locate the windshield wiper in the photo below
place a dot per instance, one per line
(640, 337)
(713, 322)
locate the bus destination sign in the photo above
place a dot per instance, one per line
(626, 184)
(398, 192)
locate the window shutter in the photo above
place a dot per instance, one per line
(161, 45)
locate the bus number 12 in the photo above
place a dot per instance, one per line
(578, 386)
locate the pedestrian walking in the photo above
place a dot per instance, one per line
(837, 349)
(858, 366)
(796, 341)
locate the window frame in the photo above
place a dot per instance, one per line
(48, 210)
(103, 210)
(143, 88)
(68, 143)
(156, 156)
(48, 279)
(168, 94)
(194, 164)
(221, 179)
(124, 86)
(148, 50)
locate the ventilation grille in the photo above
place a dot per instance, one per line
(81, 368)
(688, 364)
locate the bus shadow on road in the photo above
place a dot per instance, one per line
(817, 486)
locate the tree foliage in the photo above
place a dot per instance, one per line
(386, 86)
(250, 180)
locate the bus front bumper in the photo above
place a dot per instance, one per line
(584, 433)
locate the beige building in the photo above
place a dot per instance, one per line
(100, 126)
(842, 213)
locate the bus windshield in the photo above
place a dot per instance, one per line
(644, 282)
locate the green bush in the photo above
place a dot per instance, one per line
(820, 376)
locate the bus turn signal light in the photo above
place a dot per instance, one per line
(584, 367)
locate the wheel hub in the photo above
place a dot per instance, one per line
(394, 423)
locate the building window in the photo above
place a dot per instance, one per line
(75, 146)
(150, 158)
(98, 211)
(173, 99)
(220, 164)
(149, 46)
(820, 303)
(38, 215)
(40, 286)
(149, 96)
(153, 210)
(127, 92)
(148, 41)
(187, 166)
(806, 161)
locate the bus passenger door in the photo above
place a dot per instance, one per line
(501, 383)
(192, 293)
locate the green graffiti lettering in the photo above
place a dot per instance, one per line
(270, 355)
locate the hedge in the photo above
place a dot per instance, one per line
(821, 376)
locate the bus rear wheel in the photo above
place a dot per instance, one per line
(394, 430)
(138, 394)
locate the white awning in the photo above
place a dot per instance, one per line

## Directions
Copy the data above word for word, from the first line to the last.

## Output for this exercise
locate the windshield wiper in the photo below
place a dot per instance, one per line
(640, 337)
(713, 322)
locate the bus destination sign in the photo above
place a dot per instance, one per line
(626, 184)
(398, 192)
locate the window shutter in the photo above
place a dot per instance, one per line
(161, 45)
locate the bus number 12 in the photo above
place a dot per instance, one per line
(578, 386)
locate the pedestrian walking in the photo above
place a dot per instance, one per line
(837, 349)
(858, 366)
(796, 341)
locate the window frame in the photo above
place a dot per instance, one per line
(48, 210)
(103, 210)
(143, 88)
(68, 143)
(156, 156)
(48, 279)
(168, 94)
(194, 164)
(221, 179)
(124, 86)
(148, 50)
locate the ventilation grille in the photo above
place a dot per instance, one per line
(81, 368)
(688, 364)
locate the bus shadow on road in the photo above
place a dot per instance, one per line
(817, 486)
locate the tree foliage in the photo above
place a dot per instance, one per line
(386, 86)
(250, 180)
locate the bus front bumper in the photo above
place a dot per instance, one per line
(584, 433)
locate the beige building in the photo above
place a dot per instance, one per line
(100, 126)
(842, 213)
locate the bus windshield in the photo above
place a dot per instance, one per line
(644, 282)
locate the green bush in the photo above
place a dot per instance, one per line
(820, 376)
locate the bus turn signal light in the photo above
place a dot per instance, one per line
(584, 367)
locate the wheel hub in the photo above
place a dot per instance, one per line
(394, 423)
locate the building window in the photo above
place a dot per instance, one per line
(75, 146)
(150, 158)
(98, 211)
(173, 99)
(220, 164)
(149, 46)
(820, 303)
(38, 215)
(40, 286)
(149, 96)
(153, 210)
(127, 92)
(148, 41)
(187, 166)
(806, 161)
locate the bus passenger door in the photo above
place a dot per instance, one per line
(501, 383)
(192, 293)
locate the green graffiti lettering in the photo above
place a dot per instance, one per line
(270, 355)
locate the hedge in the photo above
place a dot per instance, one per line
(821, 376)
locate the bus rear wheel in the photo above
place a dot per instance, one per line
(394, 430)
(138, 394)
locate the white awning in the photo above
place a dot per instance, one per line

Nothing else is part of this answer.